* _GIVEN INSTRUCTION_:
Transcribe, word for word, the line containing "Exercise. Mark the stethoscope earpiece" and each line following it through the end of the listing below. Omit all other lines.

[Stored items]
※

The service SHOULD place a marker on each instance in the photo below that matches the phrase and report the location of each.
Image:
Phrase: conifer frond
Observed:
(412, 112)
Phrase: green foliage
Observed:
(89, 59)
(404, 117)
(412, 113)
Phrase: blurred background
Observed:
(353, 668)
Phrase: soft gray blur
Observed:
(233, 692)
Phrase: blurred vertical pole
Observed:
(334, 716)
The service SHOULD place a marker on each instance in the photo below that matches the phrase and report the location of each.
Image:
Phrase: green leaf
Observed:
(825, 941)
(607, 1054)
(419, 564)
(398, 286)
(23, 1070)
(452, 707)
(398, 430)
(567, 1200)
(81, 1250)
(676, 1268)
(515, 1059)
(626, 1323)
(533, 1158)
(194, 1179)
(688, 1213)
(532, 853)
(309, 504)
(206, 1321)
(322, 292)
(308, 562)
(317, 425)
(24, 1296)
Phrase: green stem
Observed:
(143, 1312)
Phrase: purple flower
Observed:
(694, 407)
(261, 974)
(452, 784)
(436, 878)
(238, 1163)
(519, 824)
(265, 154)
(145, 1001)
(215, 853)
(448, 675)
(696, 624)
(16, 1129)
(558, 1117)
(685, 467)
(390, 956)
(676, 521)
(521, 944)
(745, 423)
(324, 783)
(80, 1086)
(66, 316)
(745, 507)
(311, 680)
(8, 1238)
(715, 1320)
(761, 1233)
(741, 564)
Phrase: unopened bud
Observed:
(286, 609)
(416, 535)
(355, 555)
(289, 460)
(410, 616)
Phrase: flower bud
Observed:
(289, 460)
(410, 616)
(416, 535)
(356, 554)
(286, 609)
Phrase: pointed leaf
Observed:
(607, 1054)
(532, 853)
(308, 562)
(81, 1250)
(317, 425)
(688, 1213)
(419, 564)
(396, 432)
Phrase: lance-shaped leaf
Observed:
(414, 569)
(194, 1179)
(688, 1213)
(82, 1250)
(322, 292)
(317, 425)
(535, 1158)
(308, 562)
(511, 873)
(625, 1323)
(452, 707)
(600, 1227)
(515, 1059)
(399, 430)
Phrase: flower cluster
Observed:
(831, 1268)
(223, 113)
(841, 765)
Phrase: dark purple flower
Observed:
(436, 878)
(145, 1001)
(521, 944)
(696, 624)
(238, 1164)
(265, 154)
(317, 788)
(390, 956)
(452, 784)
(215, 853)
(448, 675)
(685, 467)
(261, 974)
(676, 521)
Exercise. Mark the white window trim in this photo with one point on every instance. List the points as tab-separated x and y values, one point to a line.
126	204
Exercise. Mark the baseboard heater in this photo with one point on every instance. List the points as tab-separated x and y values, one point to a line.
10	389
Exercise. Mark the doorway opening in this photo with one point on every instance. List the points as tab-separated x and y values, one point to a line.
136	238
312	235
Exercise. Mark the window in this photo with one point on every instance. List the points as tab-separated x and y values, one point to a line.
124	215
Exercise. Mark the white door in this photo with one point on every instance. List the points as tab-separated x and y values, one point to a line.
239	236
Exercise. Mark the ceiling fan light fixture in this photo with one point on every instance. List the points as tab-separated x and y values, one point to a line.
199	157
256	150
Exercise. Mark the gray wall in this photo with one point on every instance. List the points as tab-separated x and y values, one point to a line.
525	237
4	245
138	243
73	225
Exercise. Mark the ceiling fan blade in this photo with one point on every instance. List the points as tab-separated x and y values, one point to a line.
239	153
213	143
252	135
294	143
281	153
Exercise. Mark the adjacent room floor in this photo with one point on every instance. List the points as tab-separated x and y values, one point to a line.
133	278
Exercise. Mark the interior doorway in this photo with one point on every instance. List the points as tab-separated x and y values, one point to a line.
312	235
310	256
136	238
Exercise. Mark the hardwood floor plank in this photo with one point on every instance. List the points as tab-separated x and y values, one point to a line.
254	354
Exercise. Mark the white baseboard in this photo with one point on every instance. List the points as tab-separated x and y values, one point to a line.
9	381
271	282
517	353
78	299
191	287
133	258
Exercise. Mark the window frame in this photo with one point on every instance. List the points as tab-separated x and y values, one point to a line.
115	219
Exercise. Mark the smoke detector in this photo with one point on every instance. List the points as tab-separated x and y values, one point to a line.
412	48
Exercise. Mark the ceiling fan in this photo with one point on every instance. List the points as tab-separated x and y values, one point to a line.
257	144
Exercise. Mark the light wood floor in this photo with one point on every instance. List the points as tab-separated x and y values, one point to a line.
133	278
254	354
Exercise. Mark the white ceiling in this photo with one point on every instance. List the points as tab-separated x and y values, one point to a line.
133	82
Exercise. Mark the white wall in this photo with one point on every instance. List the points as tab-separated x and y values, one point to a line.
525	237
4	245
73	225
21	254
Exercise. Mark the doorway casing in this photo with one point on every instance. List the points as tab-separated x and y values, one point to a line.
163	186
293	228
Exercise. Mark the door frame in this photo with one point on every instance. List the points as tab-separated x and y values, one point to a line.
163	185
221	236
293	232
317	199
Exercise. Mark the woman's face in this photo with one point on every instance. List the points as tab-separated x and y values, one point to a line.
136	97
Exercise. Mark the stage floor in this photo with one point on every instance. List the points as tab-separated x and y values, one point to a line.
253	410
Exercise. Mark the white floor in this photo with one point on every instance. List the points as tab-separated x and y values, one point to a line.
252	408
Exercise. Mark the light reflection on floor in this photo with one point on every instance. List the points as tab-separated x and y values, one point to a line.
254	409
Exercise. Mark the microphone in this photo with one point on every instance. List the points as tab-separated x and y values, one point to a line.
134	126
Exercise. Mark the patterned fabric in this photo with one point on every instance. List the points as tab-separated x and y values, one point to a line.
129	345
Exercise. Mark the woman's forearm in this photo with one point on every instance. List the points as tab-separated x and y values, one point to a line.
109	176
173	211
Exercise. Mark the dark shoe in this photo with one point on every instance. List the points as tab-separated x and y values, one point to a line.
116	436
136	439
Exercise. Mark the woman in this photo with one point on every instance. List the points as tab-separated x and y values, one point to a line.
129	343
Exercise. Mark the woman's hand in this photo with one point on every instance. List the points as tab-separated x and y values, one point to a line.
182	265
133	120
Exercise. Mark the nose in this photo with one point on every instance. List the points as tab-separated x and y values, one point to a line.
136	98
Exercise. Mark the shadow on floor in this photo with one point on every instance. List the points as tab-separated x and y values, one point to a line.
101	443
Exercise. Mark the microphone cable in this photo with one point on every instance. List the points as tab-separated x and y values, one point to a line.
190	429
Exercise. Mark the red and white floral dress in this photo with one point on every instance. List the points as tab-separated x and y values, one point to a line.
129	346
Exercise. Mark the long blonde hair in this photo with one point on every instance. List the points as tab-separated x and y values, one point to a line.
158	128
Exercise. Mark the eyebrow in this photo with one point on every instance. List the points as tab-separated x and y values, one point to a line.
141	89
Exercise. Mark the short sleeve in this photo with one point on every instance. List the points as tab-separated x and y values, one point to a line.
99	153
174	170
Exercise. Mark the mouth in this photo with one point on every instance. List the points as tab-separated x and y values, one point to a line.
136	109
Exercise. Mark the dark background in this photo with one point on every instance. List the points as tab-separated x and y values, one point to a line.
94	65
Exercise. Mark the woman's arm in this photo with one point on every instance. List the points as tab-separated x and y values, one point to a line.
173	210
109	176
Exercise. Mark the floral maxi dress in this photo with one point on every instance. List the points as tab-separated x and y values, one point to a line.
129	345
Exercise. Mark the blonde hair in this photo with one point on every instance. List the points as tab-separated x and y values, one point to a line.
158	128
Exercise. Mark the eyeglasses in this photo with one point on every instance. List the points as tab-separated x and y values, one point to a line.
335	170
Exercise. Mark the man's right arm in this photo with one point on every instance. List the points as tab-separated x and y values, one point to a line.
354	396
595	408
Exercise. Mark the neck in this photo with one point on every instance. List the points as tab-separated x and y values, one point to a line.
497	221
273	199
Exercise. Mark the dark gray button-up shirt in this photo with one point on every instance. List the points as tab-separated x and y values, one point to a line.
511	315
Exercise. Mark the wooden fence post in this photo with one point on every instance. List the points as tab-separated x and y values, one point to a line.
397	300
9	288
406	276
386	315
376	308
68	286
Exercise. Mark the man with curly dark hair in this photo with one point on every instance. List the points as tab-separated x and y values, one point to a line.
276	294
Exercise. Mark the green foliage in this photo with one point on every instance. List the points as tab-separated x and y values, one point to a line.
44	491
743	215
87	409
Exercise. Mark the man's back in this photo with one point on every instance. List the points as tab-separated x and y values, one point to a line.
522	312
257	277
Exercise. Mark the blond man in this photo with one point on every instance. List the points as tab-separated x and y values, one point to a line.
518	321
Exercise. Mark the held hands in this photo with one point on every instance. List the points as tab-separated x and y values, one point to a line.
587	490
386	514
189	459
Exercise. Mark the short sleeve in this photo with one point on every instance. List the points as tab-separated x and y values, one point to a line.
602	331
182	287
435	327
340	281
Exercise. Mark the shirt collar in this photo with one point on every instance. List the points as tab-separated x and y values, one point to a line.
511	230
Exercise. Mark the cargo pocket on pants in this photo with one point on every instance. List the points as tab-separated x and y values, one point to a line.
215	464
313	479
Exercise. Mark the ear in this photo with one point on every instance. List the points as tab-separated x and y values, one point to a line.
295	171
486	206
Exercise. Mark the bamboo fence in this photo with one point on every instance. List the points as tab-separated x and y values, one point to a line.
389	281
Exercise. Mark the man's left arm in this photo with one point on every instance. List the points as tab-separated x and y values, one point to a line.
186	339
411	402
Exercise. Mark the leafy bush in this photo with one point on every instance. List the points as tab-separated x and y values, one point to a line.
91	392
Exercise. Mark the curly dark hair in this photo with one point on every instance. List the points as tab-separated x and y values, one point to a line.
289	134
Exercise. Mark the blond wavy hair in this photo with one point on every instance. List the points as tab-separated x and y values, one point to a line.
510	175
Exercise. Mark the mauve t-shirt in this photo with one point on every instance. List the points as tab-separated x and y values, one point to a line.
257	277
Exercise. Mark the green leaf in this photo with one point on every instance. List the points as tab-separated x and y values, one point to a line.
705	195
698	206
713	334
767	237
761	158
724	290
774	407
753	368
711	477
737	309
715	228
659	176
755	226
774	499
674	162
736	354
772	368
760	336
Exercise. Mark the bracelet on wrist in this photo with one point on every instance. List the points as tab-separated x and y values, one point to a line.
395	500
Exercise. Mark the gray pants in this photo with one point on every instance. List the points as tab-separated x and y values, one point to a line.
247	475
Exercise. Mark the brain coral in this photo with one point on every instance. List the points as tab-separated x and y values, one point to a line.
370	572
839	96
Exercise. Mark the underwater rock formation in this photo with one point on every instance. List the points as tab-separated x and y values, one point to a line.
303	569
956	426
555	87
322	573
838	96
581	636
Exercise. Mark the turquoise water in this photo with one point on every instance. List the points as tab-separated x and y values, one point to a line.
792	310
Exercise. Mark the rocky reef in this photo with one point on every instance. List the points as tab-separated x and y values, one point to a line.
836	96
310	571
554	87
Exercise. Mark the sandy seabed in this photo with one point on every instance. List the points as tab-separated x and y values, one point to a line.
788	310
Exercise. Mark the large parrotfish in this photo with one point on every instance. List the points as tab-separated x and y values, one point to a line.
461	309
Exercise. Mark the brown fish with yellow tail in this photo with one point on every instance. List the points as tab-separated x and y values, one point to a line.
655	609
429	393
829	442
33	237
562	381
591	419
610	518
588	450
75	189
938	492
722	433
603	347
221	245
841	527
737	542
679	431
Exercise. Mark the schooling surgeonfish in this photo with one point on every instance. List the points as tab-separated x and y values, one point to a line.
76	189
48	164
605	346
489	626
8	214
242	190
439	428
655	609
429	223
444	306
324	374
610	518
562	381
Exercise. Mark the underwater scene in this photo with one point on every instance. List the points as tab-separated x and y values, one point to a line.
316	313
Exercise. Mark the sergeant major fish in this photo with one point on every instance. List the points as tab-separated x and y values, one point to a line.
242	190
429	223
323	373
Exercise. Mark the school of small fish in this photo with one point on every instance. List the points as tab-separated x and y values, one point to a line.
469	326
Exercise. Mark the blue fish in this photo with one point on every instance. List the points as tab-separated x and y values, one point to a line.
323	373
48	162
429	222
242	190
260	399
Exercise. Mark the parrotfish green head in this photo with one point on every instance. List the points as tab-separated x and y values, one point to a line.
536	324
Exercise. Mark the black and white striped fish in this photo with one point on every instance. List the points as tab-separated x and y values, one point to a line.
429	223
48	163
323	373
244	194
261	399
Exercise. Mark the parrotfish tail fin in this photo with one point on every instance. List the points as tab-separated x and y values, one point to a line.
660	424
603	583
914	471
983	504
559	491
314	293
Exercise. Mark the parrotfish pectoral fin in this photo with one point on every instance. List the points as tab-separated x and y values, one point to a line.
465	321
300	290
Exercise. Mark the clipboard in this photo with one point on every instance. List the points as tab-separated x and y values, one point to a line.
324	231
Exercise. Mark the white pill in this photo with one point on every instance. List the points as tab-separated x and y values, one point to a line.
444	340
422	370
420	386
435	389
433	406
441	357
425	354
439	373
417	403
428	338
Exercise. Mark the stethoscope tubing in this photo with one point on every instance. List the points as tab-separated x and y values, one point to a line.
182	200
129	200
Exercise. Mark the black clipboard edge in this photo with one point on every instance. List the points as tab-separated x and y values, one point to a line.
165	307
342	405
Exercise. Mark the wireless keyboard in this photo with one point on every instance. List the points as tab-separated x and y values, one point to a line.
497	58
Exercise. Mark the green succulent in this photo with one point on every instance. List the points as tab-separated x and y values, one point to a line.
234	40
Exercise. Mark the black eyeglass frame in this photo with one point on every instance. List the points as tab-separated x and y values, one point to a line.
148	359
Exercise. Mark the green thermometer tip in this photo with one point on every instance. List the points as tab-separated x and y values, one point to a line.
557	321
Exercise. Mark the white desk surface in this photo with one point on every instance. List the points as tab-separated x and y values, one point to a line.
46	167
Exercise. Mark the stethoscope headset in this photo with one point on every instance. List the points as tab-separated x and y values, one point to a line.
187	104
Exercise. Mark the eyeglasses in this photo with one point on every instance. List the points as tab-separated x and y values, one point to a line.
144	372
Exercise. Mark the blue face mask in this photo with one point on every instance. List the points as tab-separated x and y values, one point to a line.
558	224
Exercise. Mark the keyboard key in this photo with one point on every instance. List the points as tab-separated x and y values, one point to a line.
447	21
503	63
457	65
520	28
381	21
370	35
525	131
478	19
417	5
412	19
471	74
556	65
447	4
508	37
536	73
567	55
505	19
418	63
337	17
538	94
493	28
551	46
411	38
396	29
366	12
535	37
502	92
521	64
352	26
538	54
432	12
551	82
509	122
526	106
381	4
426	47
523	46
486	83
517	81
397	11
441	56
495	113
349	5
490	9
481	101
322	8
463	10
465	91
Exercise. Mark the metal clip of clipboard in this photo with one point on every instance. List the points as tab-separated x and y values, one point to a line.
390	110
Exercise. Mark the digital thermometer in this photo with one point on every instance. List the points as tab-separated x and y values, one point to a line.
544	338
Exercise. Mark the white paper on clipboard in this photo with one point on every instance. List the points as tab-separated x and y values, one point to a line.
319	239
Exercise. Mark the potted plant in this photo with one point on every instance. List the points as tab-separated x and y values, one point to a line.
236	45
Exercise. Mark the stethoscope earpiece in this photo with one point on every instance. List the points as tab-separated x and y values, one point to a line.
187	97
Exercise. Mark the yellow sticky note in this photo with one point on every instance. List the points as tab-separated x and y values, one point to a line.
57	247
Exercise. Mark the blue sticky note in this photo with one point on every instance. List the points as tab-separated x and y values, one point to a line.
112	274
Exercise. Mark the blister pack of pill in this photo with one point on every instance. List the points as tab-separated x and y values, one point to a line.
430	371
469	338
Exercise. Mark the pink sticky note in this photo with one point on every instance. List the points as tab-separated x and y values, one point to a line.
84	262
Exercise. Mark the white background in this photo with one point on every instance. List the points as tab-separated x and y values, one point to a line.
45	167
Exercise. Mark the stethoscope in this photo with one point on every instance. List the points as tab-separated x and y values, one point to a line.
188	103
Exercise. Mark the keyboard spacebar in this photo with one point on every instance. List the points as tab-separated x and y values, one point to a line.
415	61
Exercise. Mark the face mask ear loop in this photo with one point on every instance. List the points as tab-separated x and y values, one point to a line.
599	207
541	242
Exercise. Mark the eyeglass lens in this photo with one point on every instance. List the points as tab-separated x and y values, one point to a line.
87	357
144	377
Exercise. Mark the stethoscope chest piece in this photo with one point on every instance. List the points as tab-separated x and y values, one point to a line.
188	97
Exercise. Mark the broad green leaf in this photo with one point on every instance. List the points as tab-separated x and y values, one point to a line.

※

* _EXERCISE RESPONSE_:
Exercise. Mark the stethoscope earpiece in this photo with one point on every instance. List the points as tab-separated x and y values, one point to a line.
187	97
Exercise. Mark the yellow sticky note in this photo with one point on every instance. List the points as tab-separated x and y values, one point to a line.
57	247
Exercise. Mark the blue sticky note in this photo with one point on every instance. List the points as tab-separated x and y values, one point to a line.
112	274
Exercise. Mark the blister pack of pill in this photo with one point on every instance. List the points as tab-separated x and y values, one point to a line.
430	371
469	338
Exercise. Mark the pink sticky note in this photo with one point on every instance. List the points as tab-separated x and y values, one point to a line.
84	262
Exercise. Mark the white background in this photo with one point on every instance. List the points as tab-separated x and y values, one point to a line.
45	167
Exercise. Mark the stethoscope in this photo with one point on every instance. List the points as tab-separated x and y values, one point to a line.
188	103
Exercise. Mark the keyboard spacebar in this photo with one point on every instance. List the points as tab-separated x and y values, one point to a line.
415	61
Exercise. Mark the face mask ear loop in this photo with one point on every instance. List the points as tab-separated x and y values, one point to a line.
599	207
541	242
Exercise. Mark the eyeglass lens in this photo with one point on every instance. List the points as tab-separated x and y values, one point to a line.
87	357
144	377
Exercise. Mark the stethoscope chest piece in this photo with one point on every instance. List the points as tab-separated x and y values, one point to a line.
188	97
Exercise. Mark the broad green leaf in this photo with one point on every instance. List the points as tab-separated x and y values, one point to a line.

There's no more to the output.